§ TASK INPUTS
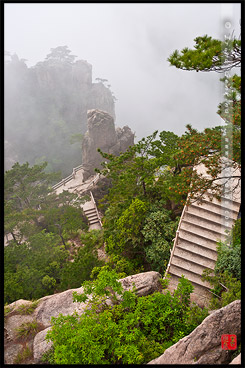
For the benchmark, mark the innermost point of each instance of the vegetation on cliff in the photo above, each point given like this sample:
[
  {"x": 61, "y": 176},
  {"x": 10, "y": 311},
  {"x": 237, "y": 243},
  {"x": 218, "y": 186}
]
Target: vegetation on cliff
[
  {"x": 149, "y": 185},
  {"x": 46, "y": 107}
]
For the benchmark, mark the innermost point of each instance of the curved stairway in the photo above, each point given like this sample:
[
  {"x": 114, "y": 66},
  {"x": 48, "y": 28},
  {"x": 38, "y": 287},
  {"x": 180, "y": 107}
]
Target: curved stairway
[
  {"x": 201, "y": 226},
  {"x": 74, "y": 183}
]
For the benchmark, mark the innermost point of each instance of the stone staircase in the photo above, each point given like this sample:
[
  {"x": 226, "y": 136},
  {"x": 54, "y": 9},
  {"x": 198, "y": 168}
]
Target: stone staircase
[
  {"x": 201, "y": 226},
  {"x": 92, "y": 214},
  {"x": 74, "y": 183}
]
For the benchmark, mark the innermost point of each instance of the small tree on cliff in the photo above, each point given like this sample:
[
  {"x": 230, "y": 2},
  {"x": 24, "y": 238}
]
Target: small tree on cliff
[
  {"x": 61, "y": 54},
  {"x": 212, "y": 55}
]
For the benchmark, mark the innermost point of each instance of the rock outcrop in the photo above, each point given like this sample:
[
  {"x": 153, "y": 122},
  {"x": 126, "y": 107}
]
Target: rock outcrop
[
  {"x": 101, "y": 133},
  {"x": 52, "y": 305},
  {"x": 203, "y": 345},
  {"x": 50, "y": 102}
]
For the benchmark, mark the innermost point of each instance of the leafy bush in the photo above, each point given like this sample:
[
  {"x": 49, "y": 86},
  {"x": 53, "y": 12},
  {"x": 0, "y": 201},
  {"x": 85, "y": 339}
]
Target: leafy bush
[
  {"x": 158, "y": 231},
  {"x": 226, "y": 280},
  {"x": 24, "y": 354},
  {"x": 229, "y": 253},
  {"x": 131, "y": 330},
  {"x": 26, "y": 265},
  {"x": 86, "y": 259}
]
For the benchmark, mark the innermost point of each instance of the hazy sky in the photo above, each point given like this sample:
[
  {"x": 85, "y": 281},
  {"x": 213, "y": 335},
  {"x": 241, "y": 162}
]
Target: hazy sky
[{"x": 129, "y": 44}]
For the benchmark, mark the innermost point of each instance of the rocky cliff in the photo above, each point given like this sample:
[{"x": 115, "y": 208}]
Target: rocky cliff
[
  {"x": 101, "y": 133},
  {"x": 201, "y": 346},
  {"x": 47, "y": 104},
  {"x": 39, "y": 315}
]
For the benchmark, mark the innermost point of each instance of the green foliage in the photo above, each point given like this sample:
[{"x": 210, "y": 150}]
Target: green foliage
[
  {"x": 208, "y": 55},
  {"x": 133, "y": 332},
  {"x": 226, "y": 280},
  {"x": 74, "y": 273},
  {"x": 24, "y": 354},
  {"x": 27, "y": 264},
  {"x": 40, "y": 221},
  {"x": 158, "y": 231},
  {"x": 207, "y": 147}
]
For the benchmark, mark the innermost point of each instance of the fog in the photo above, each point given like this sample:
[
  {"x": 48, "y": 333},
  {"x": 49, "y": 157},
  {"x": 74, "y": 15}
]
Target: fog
[{"x": 129, "y": 44}]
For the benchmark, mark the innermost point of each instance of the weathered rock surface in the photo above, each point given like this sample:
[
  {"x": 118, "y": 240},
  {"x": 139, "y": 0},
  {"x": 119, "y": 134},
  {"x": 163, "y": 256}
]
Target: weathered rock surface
[
  {"x": 40, "y": 345},
  {"x": 102, "y": 134},
  {"x": 203, "y": 345},
  {"x": 236, "y": 360},
  {"x": 52, "y": 305}
]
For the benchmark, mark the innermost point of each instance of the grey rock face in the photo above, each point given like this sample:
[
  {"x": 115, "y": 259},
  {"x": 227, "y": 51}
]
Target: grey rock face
[
  {"x": 41, "y": 345},
  {"x": 236, "y": 360},
  {"x": 102, "y": 134},
  {"x": 203, "y": 345},
  {"x": 52, "y": 305}
]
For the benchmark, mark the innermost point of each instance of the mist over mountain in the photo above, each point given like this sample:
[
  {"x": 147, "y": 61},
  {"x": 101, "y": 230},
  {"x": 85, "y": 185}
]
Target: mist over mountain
[{"x": 46, "y": 109}]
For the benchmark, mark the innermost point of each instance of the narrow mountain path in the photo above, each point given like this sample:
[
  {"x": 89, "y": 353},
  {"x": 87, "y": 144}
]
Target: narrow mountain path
[
  {"x": 74, "y": 183},
  {"x": 201, "y": 226}
]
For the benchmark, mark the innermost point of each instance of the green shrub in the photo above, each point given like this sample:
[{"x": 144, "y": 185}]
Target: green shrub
[
  {"x": 133, "y": 330},
  {"x": 226, "y": 280},
  {"x": 24, "y": 354}
]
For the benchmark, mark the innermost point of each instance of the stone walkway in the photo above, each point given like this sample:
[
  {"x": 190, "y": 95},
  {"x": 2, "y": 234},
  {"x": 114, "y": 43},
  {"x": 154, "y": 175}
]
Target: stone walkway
[
  {"x": 200, "y": 228},
  {"x": 75, "y": 184}
]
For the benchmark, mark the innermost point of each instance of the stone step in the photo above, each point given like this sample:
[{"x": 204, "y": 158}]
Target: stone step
[
  {"x": 193, "y": 277},
  {"x": 202, "y": 231},
  {"x": 197, "y": 249},
  {"x": 90, "y": 210},
  {"x": 187, "y": 265},
  {"x": 199, "y": 240},
  {"x": 193, "y": 257},
  {"x": 212, "y": 216},
  {"x": 218, "y": 207},
  {"x": 206, "y": 222},
  {"x": 91, "y": 215},
  {"x": 95, "y": 221}
]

§ WHAT YOU WILL DO
Write out all of the rows above again, switching every "innermost point" to "center point" and leaving everything else the same. Leave the pictures out.

§ RESULT
For the benchmark, mark the center point of each instance of the vegetation on cliff in the photo above, each point given like this sample:
[
  {"x": 61, "y": 176},
  {"x": 10, "y": 311},
  {"x": 237, "y": 243},
  {"x": 218, "y": 186}
]
Target: vegetation on cliff
[
  {"x": 149, "y": 185},
  {"x": 46, "y": 107}
]
For the benchmark, mark the center point of each instance of the curved stairway in the photo above, each point given like this sample:
[
  {"x": 114, "y": 66},
  {"x": 48, "y": 28},
  {"x": 38, "y": 287},
  {"x": 180, "y": 107}
]
Target: curved stairway
[
  {"x": 201, "y": 226},
  {"x": 74, "y": 183}
]
For the benchmark, mark the center point of each instance of the stone staircase in the photo above, each point given like this sample:
[
  {"x": 226, "y": 136},
  {"x": 54, "y": 9},
  {"x": 198, "y": 168}
]
Target: stone staircase
[
  {"x": 201, "y": 226},
  {"x": 92, "y": 214},
  {"x": 74, "y": 183}
]
For the benchmark, mark the center point of each instance of the small tree on cliff in the photo above, each point given like this sample:
[
  {"x": 230, "y": 2},
  {"x": 24, "y": 238}
]
Target: small tree on cliff
[
  {"x": 61, "y": 54},
  {"x": 212, "y": 55}
]
For the benchmark, mark the center point of each instance of the rock outcrop in the photo above, each point given like this sample:
[
  {"x": 153, "y": 122},
  {"x": 126, "y": 107}
]
Target: rock outcrop
[
  {"x": 101, "y": 133},
  {"x": 52, "y": 305},
  {"x": 203, "y": 345},
  {"x": 50, "y": 102}
]
For the benchmark, mark the center point of each instance of the leafy bush in the photo above, each point given like this sample:
[
  {"x": 49, "y": 86},
  {"x": 53, "y": 12},
  {"x": 0, "y": 201},
  {"x": 85, "y": 339}
]
Target: leafy bush
[
  {"x": 158, "y": 231},
  {"x": 226, "y": 280},
  {"x": 24, "y": 354},
  {"x": 229, "y": 253},
  {"x": 131, "y": 330},
  {"x": 26, "y": 265},
  {"x": 86, "y": 259}
]
For the benchmark, mark the center point of each instance of the hazy sky in the photo above, each point given like this sample:
[
  {"x": 85, "y": 281},
  {"x": 213, "y": 335},
  {"x": 241, "y": 162}
]
Target: hazy sky
[{"x": 129, "y": 44}]
For the benchmark, mark the center point of each instance of the rocky cliff in the photo above, each point given like this sample:
[{"x": 115, "y": 208}]
Target: rocky cliff
[
  {"x": 101, "y": 133},
  {"x": 201, "y": 346},
  {"x": 47, "y": 104},
  {"x": 39, "y": 315}
]
For the benchmark, mark the center point of each instance of the green foliage in the photo above, each point given like this sample:
[{"x": 210, "y": 150}]
Target: green foliage
[
  {"x": 208, "y": 55},
  {"x": 133, "y": 332},
  {"x": 226, "y": 280},
  {"x": 74, "y": 273},
  {"x": 24, "y": 354},
  {"x": 27, "y": 264},
  {"x": 40, "y": 221},
  {"x": 158, "y": 231},
  {"x": 207, "y": 147}
]
For the benchmark, mark the center point of each instance of the fog in the photo above, each point given like this sample:
[
  {"x": 48, "y": 333},
  {"x": 49, "y": 157},
  {"x": 74, "y": 15}
]
Target: fog
[{"x": 129, "y": 44}]
For the benchmark, mark the center point of each instance of the weathered rock surface in the photo above, each point given like this sample:
[
  {"x": 118, "y": 240},
  {"x": 139, "y": 0},
  {"x": 119, "y": 134},
  {"x": 163, "y": 256}
]
Target: weathered rock surface
[
  {"x": 40, "y": 345},
  {"x": 102, "y": 134},
  {"x": 203, "y": 345},
  {"x": 236, "y": 360},
  {"x": 52, "y": 305}
]
For the benchmark, mark the center point of each instance of the grey rock face in the photo above, each point given like this sample:
[
  {"x": 115, "y": 259},
  {"x": 227, "y": 51}
]
Target: grey rock face
[
  {"x": 41, "y": 345},
  {"x": 236, "y": 360},
  {"x": 102, "y": 134},
  {"x": 203, "y": 345},
  {"x": 52, "y": 305}
]
For the benchmark, mark the center point of each instance of the mist over mountain in the photo above, each point given like this sample:
[
  {"x": 147, "y": 61},
  {"x": 101, "y": 230},
  {"x": 85, "y": 185}
]
Target: mist over mountain
[{"x": 46, "y": 109}]
For the benchmark, mark the center point of each instance of the narrow mountain path in the photo above, each point given like this sample:
[
  {"x": 89, "y": 353},
  {"x": 87, "y": 144}
]
Target: narrow mountain path
[
  {"x": 74, "y": 183},
  {"x": 201, "y": 226}
]
For the benchmark, mark the center point of each instance of the green shrub in the photo above, each point given like this sample:
[{"x": 144, "y": 185}]
Target: green shrub
[
  {"x": 133, "y": 330},
  {"x": 226, "y": 280},
  {"x": 24, "y": 354}
]
For the benchmark, mark the center point of each instance of the stone walkway in the photo above, each point given like this sample:
[
  {"x": 190, "y": 95},
  {"x": 2, "y": 234},
  {"x": 114, "y": 43},
  {"x": 154, "y": 175}
]
Target: stone walkway
[
  {"x": 200, "y": 228},
  {"x": 75, "y": 184}
]
For the benchmark, mark the center point of each instance of the stone step in the photo above, each point given like this sample:
[{"x": 204, "y": 158}]
Target: stone step
[
  {"x": 193, "y": 277},
  {"x": 202, "y": 231},
  {"x": 197, "y": 249},
  {"x": 90, "y": 210},
  {"x": 187, "y": 265},
  {"x": 199, "y": 240},
  {"x": 193, "y": 257},
  {"x": 212, "y": 216},
  {"x": 218, "y": 207},
  {"x": 206, "y": 222},
  {"x": 91, "y": 215},
  {"x": 95, "y": 221}
]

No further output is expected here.